** WORK REQUEST **
Leave out the pictures and print the rest of the entries exactly as they stand.

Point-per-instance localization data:
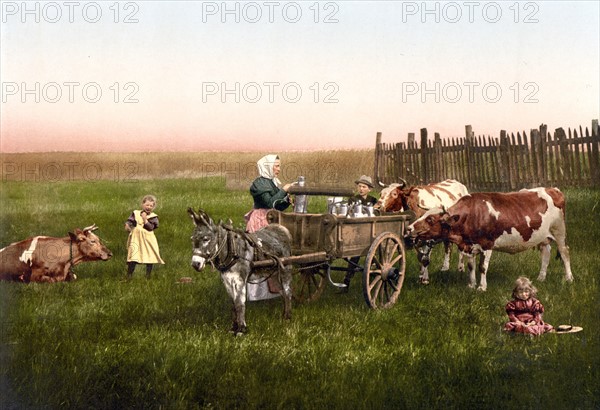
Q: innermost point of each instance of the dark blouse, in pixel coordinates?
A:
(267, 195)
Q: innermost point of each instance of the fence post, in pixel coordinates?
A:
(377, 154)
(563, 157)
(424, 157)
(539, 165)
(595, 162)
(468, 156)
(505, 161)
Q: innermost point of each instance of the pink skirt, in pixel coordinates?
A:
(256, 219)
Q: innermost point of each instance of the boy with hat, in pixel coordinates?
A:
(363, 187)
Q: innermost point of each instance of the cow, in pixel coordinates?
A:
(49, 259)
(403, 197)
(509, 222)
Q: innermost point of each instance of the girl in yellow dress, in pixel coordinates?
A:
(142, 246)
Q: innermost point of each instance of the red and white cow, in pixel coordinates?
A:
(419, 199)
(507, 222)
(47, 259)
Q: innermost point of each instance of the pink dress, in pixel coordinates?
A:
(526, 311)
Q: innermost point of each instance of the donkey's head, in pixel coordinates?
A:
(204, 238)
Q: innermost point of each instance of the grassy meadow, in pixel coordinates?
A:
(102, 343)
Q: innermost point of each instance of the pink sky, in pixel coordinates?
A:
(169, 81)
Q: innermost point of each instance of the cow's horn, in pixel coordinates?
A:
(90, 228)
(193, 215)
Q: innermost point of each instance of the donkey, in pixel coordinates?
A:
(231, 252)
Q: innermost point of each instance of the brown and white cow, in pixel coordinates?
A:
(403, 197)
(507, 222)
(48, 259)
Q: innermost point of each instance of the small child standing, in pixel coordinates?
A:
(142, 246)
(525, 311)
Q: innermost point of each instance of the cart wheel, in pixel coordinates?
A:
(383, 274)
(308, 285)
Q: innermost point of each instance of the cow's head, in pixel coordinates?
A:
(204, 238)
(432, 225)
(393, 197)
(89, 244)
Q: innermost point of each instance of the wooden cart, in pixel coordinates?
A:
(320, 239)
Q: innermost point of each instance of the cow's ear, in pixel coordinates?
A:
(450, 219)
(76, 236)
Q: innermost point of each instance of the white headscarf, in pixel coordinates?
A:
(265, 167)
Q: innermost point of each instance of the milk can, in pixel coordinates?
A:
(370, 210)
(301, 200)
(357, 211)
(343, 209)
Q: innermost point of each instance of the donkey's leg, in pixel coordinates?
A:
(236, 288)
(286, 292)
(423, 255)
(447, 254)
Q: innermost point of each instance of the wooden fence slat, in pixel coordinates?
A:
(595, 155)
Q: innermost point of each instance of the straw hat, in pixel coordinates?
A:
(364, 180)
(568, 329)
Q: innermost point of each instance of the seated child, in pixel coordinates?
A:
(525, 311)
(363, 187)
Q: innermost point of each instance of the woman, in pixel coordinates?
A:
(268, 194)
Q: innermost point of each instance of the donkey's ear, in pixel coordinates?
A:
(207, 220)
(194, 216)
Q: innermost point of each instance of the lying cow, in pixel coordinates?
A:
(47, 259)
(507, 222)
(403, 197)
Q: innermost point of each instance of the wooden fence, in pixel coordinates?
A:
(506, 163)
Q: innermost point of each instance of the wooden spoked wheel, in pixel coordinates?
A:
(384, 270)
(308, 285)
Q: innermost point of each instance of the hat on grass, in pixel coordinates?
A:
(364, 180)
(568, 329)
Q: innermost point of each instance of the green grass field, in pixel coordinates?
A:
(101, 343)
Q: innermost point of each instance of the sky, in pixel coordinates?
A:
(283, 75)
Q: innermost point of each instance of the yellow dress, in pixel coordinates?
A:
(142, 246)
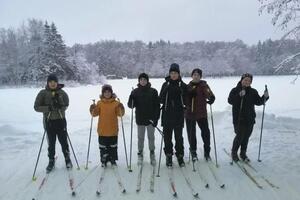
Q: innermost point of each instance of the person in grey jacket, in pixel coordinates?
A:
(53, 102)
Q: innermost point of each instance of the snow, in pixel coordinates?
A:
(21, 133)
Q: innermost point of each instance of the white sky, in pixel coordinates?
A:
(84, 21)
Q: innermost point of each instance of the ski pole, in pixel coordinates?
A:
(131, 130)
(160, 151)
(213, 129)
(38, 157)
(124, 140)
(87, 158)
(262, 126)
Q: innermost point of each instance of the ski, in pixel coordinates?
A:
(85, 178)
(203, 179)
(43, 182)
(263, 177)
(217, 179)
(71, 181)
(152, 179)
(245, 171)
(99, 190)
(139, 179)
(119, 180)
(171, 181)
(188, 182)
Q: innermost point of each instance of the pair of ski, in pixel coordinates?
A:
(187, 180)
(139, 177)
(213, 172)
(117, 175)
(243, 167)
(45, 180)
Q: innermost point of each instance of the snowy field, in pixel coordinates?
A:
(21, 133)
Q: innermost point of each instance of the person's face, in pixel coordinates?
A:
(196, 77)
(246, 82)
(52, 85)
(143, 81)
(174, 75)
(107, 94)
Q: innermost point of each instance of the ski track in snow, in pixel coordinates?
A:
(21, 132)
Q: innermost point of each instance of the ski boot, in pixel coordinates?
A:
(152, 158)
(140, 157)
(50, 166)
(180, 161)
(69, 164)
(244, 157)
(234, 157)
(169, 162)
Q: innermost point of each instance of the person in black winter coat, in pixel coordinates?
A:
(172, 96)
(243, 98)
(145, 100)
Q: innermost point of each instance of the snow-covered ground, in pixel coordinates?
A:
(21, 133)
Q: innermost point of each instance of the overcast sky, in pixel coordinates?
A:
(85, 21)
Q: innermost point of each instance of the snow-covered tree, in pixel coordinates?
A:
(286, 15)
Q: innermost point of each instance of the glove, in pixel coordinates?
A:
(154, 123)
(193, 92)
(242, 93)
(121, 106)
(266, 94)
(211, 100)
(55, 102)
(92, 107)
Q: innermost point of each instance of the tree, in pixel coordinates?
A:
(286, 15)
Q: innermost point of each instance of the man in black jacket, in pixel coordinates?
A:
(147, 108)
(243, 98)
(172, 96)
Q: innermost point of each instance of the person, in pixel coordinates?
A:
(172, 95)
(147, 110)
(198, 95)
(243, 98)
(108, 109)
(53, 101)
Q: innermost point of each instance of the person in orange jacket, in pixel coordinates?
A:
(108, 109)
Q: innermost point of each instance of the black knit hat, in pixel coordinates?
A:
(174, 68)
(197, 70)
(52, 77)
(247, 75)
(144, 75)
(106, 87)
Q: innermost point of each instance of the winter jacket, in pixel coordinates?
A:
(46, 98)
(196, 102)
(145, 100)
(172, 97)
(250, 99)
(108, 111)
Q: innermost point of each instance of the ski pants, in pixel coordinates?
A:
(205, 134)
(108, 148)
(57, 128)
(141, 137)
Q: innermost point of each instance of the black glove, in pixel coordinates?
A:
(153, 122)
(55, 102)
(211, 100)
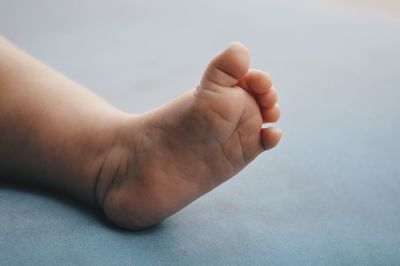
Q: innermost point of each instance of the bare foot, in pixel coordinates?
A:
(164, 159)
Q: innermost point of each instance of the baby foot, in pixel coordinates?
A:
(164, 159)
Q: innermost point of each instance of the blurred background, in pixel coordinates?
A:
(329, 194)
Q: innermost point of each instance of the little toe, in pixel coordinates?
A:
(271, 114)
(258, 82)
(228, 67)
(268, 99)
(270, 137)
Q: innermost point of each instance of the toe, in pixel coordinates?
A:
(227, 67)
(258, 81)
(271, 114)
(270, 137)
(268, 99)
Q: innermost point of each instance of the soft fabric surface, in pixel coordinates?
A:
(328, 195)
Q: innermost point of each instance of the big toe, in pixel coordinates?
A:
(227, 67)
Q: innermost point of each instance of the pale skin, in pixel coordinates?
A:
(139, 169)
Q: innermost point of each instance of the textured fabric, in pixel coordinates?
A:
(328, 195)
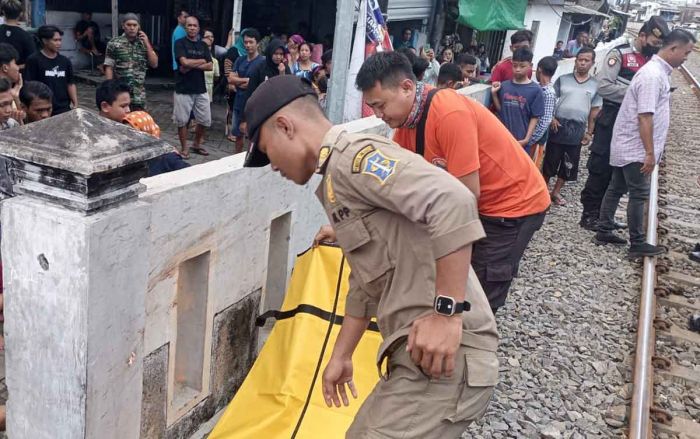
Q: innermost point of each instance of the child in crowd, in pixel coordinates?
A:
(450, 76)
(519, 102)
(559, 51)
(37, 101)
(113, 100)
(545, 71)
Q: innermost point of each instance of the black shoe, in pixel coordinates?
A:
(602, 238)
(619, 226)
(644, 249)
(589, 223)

** RESPONSE AREA **
Q: innermost point of each instance of the dark blouse, in pixel coordinates?
A:
(267, 195)
Q: innermost point of each instance of the fence post, in pixel coordinates?
A:
(377, 154)
(563, 157)
(424, 157)
(539, 165)
(595, 162)
(468, 156)
(505, 161)
Q: innermost point of each instance of the pink skirt, in pixel coordinates?
A:
(256, 219)
Q: innermost point of each instance of the boy with hat, in pixel coordinates?
A:
(363, 187)
Q: innermost point of each instance of the cow, in pixel coordinates?
A:
(49, 259)
(403, 197)
(509, 222)
Q: innermost point of each instance of the girl in yellow dress, in pixel coordinates?
A:
(142, 246)
Q: innermost point of each instance of the red and white cow, in pixel coordinates?
A:
(419, 199)
(507, 222)
(47, 259)
Q: innermost point of each instance of the pink dress, in pixel coordinates?
A:
(526, 311)
Q: innermost point of each instance of the donkey's head, in pixel coordinates?
A:
(204, 238)
Q: innermost point of each instance of the grassy meadow, in pixel coordinates?
A:
(102, 343)
Q: innermost point of each instance of the pink sky, in pixel coordinates?
A:
(169, 81)
Q: innermost point of each instance of the cow's horn, in pixel coordinates?
A:
(90, 228)
(193, 215)
Q: innermost point of each instance of the donkey, in pixel coordinates?
A:
(231, 252)
Q: innermost point of each instance of the brown and white cow, in pixel coordinates?
A:
(403, 197)
(507, 222)
(48, 259)
Q: innermost point of each instance of the small child standing, in pixel coordinates?
A:
(142, 246)
(525, 311)
Q: innermost point of each instance of the cart wheel, in pixel coordinates?
A:
(383, 274)
(308, 285)
Q: innermost point of each instance of the cow's head, in pixel coordinates?
A:
(204, 238)
(432, 225)
(393, 197)
(89, 244)
Q: innermost point of each instance of the wooden cart, in pixel coordinates?
A:
(320, 239)
Q: innermost point of each instance of the cow's ear, in pixel coordinates?
A:
(450, 219)
(76, 236)
Q: innermost point of each instance of the white headscarf, in pixel coordinates?
A:
(265, 167)
Q: innermost point of each instance of the milk can, in pixel coordinates?
A:
(370, 210)
(301, 200)
(357, 211)
(343, 209)
Q: innermost point of each instance of the donkey's leg, in pixel coordinates?
A:
(236, 288)
(286, 292)
(423, 255)
(447, 254)
Q: innermost point of each instance of the wooden fence slat, in pixel coordinates?
A:
(595, 155)
Q: innermost point of each instance of the straw hat, in pixel coordinates?
A:
(364, 180)
(568, 329)
Q: innermost point of each instance of the seated child, in pixel coordinates?
A:
(525, 311)
(363, 187)
Q: innermost point of each instance of the woman, in pixel coordinates?
A:
(268, 194)
Q: innermost point of each instance of the donkey's ear, in pixel coordinates?
A:
(207, 220)
(194, 216)
Q: innermost point of each instance of the lying cow, in pixel coordinates?
A:
(47, 259)
(507, 222)
(403, 197)
Q: innermost point of each instance of the wooden fence, in pixel coordinates?
A:
(506, 163)
Q: innermost point of each instance of the wooden spoked wheel, in pixel coordinates?
A:
(384, 270)
(308, 285)
Q: innermost point of each instance of the hat on grass, in pixel coordinates?
A:
(364, 180)
(568, 329)
Q: innermost point of each instance of the green grass field, in pixel coordinates?
A:
(101, 343)
Q: innermost point of each instance of the sky, in pixel coordinates?
A:
(283, 75)
Q: innermost point of each instance of the yellow dress, in pixel coordinates?
A:
(142, 246)
Q: innermost point of each instance of the person in grey jacket, in pixel coordinates?
A:
(53, 102)
Q: innermost point of each instance of the snow, in pixel coordinates?
A:
(21, 133)
Q: innermost point of each instance of the white sky, in pixel coordinates?
A:
(84, 21)
Q: innermost point of each instance of the ski pole, in pixel coordinates?
A:
(131, 130)
(160, 151)
(213, 129)
(38, 157)
(124, 140)
(87, 158)
(262, 126)
Q: innermost point of each instance of the ski, in pixel coordinates?
A:
(85, 178)
(203, 179)
(43, 182)
(263, 177)
(217, 179)
(71, 181)
(152, 179)
(245, 171)
(99, 190)
(139, 179)
(119, 180)
(171, 181)
(188, 182)
Q: innermost point of each instance of the pair of ski, in pixel coordinates?
A:
(187, 180)
(139, 177)
(213, 172)
(117, 175)
(243, 167)
(45, 180)
Q: innermost point of each instance of the snowy field, in pixel coordinates?
A:
(21, 133)
Q: innermost point of each instance of the person's face, in pixel coordinates?
A:
(196, 77)
(246, 82)
(52, 85)
(143, 81)
(174, 75)
(107, 94)
Q: innermost point of each instance of the ski track in snow, in pixel coordinates?
A:
(21, 132)
Q: innermost point of each instance of the ski boot, in pixel coordinates?
A:
(152, 158)
(140, 157)
(50, 166)
(180, 161)
(69, 164)
(244, 157)
(234, 157)
(169, 162)
Q: innermost point of each instance of the person in black winter coat, in pixel coordinates?
A:
(172, 96)
(243, 98)
(145, 100)
Q: innermost point of each instance of the snow-covered ground, in pixel coordinates?
A:
(21, 133)
Q: innermost point of each instance of the overcast sky, in pixel coordinates?
A:
(85, 21)
Q: innermost point of each instance of the snow-covered tree, in pixel coordinates?
A:
(286, 15)
Q: innermost point of each instance of the glove, in pixel coordinates?
A:
(154, 123)
(193, 92)
(242, 93)
(121, 106)
(266, 94)
(211, 100)
(55, 102)
(92, 107)
Q: innermost point of each instance of the tree, in pixel coordinates?
A:
(286, 15)
Q: innermost point of each instance of the man in black jacket, in pixel coordinates?
A:
(147, 108)
(243, 98)
(172, 96)
Q: innermost point of each instance of the person, in pixel coordinates?
A:
(172, 95)
(147, 110)
(198, 95)
(243, 98)
(108, 109)
(53, 101)
Q: innermost point of each instance of the person in orange jacket, in pixel coordinates?
A:
(108, 109)
Q: innermost point of each instance of the black knit hat, in pixel coordinates?
A:
(174, 68)
(197, 70)
(52, 77)
(247, 75)
(144, 75)
(106, 87)
Q: innermost point of each instance of the winter jacket, in pixel coordinates?
A:
(46, 98)
(196, 102)
(145, 100)
(172, 97)
(250, 99)
(108, 111)
Q: innermost point of each instance of the ski pants, in pixel coordinates?
A:
(205, 134)
(108, 148)
(57, 128)
(141, 137)
Q: innermost point of each instance of the black glove, in pixel coordinates?
A:
(153, 122)
(55, 102)
(211, 100)
Q: innermost point of each instance of the bare foot, in pixel coordinates?
A:
(164, 159)
Q: innermost point of each instance of the baby foot, in pixel coordinates?
A:
(164, 159)
Q: innermost point of each instance of the blurred background, in pixel coordinates?
A:
(329, 194)
Q: innermost point of each instance of the little toe, in pixel coordinates?
A:
(271, 114)
(258, 82)
(228, 67)
(268, 99)
(270, 137)
Q: innermost point of each instance of the toe, in pixel coordinates?
A:
(227, 67)
(258, 81)
(271, 114)
(270, 137)
(268, 99)
Q: innermost point of each instance of the soft fabric surface, in pixel coordinates?
A:
(328, 195)
Q: innermost point of each instance of the big toe, in pixel coordinates?
A:
(227, 67)
Q: innermost point of each instance of the pale skin, in pixel coordinates?
A:
(139, 169)
Q: innermost point of each instance of the textured fabric, in pixel coordinates?
A:
(328, 195)
Q: innermost point of each instance of the child in crowd, in pixel coordinates?
A:
(450, 76)
(519, 102)
(559, 51)
(37, 101)
(113, 100)
(545, 71)
Q: innermost point of each instance of the black shoe, in pixel coordinates?
A:
(602, 238)
(619, 226)
(644, 249)
(589, 223)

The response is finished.